- [Work to be completed]: Skip every image and restate the data word for word.

- [Supplied data]:
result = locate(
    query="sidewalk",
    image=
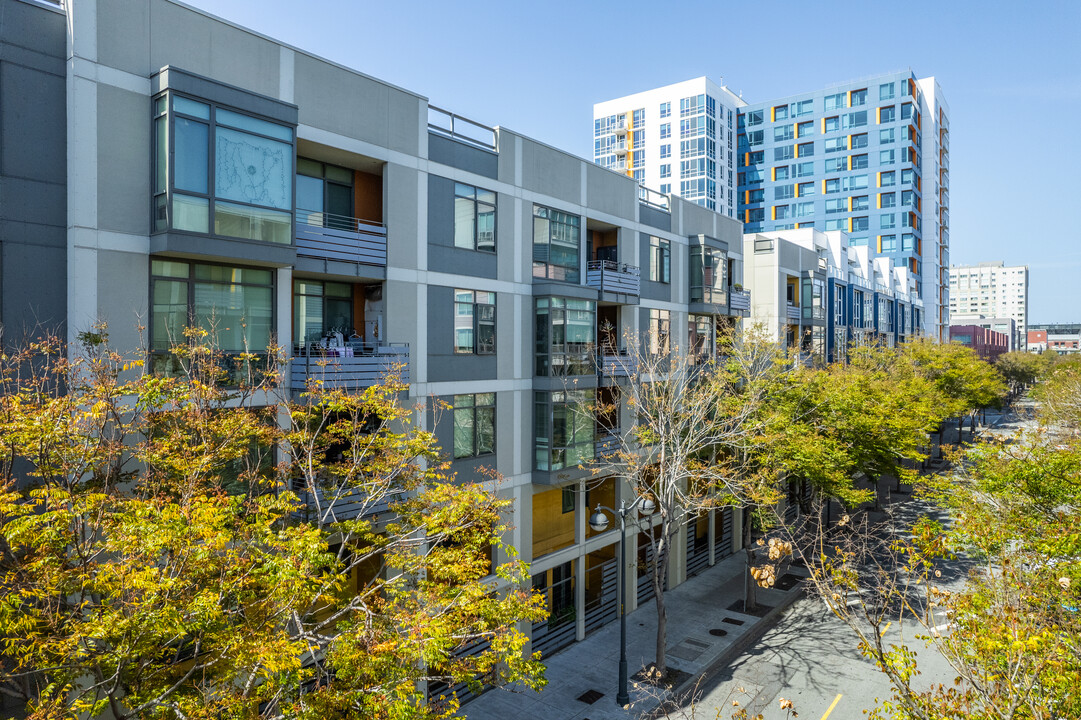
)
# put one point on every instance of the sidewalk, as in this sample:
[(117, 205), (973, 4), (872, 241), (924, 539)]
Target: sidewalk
[(694, 609)]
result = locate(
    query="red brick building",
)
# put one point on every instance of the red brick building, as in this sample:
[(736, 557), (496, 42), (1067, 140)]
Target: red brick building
[(987, 343)]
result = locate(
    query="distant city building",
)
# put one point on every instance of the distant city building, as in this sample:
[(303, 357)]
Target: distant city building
[(987, 343), (1064, 338), (990, 290), (813, 292), (1005, 325), (868, 157), (677, 140)]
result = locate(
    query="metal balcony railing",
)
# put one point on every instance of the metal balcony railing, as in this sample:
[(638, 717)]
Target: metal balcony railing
[(355, 367), (336, 506), (612, 277), (325, 236), (653, 198), (606, 443), (739, 300), (464, 130)]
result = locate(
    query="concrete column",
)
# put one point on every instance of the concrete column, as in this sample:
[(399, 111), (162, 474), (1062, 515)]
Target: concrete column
[(711, 537), (737, 529), (579, 597)]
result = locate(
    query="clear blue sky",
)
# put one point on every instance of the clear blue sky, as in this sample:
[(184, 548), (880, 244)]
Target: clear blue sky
[(1011, 72)]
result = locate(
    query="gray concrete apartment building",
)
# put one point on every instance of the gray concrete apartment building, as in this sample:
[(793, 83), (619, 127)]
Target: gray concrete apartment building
[(160, 164)]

- [Written response]:
result = locate(
    query="sidewalk",
    image=
)
# put one point on every instance of the sidewalk, as in this sample:
[(117, 205), (973, 4), (872, 241), (924, 539)]
Target: sidewalk
[(694, 609)]
result = locate(
    query="red brick building",
)
# put one point on every instance of the red brick building, as in this sample:
[(736, 557), (496, 42), (1067, 140)]
Target: red brick building
[(987, 343)]
result = locate(
    query="distant city building",
)
# put one point on every instance of the distant city building, as in this sample:
[(303, 357)]
Target: distant city building
[(987, 343), (1064, 338), (990, 290), (813, 292), (1005, 325), (868, 157), (677, 140)]
result = locate(
    query="metal balcony railing",
)
# put one point on every instance of the metal balcony railing, as in this sample:
[(638, 717)]
Target: metal balcony railing
[(355, 367), (336, 506), (612, 277), (325, 236), (653, 198), (606, 443), (739, 300), (464, 130)]
result = locate(
    query="concrete column",
)
# put one point on every instance of the concrete column, as in this sample:
[(399, 111), (162, 474), (1062, 515)]
Target: concrete column
[(711, 537), (737, 529), (579, 597)]
result = locate(
    query="clear blue sky",
)
# put one point on every instance of the clear blue sky, as in this sample:
[(184, 548), (880, 244)]
Target: clear blue sky
[(1011, 72)]
result = locate(
    query="gray concrete apartment building",
)
# put one point on every instance of the gray concrete apartment building, as in this sample:
[(793, 83), (619, 127)]
Target: gray concrete apartment building
[(160, 164)]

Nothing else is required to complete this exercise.